Records:
________________________
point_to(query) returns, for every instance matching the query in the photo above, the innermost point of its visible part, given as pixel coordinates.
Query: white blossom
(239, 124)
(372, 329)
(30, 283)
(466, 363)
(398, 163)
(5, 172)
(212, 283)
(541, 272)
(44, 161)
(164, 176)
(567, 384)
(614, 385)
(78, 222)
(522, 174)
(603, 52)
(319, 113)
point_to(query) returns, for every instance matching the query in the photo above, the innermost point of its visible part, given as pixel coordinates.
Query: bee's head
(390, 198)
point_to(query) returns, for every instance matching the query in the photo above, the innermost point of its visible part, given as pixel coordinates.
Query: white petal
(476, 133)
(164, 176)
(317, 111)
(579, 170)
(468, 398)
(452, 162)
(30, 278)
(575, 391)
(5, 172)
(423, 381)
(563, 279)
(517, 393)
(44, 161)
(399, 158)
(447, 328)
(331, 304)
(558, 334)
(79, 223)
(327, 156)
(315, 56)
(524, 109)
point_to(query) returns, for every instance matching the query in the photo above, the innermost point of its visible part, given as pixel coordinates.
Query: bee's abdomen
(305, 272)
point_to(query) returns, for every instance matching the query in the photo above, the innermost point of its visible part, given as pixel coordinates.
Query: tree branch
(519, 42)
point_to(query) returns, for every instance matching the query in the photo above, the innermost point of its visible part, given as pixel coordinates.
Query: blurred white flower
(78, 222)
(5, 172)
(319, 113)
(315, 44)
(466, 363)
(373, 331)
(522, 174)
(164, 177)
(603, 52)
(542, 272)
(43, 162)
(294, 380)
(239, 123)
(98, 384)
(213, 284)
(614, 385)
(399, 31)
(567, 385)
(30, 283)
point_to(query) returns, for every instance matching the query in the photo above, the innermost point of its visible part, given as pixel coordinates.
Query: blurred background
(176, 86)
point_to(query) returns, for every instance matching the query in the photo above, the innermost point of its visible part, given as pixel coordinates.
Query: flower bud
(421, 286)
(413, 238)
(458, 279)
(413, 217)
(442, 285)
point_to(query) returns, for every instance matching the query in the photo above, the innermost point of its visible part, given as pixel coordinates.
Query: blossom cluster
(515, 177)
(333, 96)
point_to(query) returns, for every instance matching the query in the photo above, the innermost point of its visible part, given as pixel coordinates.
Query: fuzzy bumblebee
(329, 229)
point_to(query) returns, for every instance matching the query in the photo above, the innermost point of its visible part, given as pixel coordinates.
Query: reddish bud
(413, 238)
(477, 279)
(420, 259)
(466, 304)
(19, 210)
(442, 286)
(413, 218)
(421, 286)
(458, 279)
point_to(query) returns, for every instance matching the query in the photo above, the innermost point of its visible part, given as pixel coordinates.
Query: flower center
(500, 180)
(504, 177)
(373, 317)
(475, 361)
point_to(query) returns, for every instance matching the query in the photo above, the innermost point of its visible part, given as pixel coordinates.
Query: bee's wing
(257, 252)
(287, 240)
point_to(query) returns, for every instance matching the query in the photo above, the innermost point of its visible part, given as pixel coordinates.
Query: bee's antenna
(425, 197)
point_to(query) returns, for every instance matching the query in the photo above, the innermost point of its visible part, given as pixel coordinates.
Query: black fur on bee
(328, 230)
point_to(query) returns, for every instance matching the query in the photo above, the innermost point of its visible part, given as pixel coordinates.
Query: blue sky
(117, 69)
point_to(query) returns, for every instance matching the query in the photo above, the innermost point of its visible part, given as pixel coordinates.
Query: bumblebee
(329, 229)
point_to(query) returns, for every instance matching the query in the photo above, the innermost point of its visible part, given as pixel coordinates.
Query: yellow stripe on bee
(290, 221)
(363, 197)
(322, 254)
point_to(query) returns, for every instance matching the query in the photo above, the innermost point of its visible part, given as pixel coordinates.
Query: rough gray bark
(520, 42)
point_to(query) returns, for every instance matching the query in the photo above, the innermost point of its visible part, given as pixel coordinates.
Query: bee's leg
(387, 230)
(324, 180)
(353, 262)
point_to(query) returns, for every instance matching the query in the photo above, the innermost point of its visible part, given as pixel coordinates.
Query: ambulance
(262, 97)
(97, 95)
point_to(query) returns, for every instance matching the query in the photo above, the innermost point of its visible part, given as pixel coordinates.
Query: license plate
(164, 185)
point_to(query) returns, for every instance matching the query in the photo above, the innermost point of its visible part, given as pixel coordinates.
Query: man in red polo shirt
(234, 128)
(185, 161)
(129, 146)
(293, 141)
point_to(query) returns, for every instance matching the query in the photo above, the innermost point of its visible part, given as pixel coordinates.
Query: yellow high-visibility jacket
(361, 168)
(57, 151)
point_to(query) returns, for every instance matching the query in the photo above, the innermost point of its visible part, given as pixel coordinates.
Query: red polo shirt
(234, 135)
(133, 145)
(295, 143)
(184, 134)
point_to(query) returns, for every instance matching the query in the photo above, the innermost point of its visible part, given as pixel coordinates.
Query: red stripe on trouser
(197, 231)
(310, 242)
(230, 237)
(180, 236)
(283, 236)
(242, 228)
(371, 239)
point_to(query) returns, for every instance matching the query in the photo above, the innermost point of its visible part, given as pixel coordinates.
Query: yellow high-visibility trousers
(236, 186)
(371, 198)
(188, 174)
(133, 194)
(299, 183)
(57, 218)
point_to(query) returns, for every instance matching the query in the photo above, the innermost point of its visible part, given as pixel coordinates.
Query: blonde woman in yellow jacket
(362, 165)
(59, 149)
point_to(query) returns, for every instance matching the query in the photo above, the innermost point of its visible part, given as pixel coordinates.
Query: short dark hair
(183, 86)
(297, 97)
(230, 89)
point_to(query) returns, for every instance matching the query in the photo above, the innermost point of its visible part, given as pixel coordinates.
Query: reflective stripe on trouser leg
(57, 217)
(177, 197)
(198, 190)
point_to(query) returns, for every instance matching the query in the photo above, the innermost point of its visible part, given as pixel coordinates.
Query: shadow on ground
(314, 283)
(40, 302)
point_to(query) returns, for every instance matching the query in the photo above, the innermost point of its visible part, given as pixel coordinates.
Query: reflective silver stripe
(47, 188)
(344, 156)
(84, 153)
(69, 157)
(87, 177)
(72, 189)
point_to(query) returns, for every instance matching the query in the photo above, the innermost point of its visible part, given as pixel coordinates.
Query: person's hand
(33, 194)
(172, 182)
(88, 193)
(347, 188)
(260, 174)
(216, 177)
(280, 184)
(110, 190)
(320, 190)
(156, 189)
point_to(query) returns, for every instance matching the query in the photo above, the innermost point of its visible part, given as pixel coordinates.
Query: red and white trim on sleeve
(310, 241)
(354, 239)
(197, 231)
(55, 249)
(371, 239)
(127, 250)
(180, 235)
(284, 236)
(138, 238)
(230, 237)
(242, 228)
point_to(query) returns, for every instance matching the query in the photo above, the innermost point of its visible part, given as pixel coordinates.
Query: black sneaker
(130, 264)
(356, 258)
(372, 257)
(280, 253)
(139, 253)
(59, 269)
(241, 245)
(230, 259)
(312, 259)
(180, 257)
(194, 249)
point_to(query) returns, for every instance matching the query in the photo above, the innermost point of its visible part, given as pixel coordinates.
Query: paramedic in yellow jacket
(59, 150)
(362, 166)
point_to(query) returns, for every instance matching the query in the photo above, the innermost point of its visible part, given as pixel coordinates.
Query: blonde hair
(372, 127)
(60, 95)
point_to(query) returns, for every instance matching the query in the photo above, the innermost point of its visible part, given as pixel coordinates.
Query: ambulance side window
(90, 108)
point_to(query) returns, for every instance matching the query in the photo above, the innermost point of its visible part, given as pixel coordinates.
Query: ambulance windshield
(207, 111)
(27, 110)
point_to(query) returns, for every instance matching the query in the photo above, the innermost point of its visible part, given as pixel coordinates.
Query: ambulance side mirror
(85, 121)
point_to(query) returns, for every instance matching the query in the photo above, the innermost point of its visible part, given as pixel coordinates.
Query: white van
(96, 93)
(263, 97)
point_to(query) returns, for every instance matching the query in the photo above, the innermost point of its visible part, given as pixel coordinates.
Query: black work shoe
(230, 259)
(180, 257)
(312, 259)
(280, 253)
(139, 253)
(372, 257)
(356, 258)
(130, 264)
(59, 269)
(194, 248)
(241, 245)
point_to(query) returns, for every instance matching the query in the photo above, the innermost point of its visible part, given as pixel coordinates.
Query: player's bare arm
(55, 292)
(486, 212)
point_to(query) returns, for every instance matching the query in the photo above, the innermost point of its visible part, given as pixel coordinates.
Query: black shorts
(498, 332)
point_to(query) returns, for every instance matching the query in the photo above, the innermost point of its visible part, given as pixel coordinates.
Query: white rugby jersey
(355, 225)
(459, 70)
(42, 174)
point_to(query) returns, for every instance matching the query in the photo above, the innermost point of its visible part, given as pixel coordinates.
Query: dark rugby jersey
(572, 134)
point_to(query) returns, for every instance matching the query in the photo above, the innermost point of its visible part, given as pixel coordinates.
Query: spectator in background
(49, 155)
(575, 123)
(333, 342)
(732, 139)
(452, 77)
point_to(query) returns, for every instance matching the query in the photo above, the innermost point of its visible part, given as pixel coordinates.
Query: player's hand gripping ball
________________________
> _Required work_: Select each line of the listing above that contains the word "white", and copy those lines.

> _Output below_:
Query: white blossom
Query: white petal
Query: blurred white flower
Query: red and white trim on sleeve
Query: white van
Query: white rugby jersey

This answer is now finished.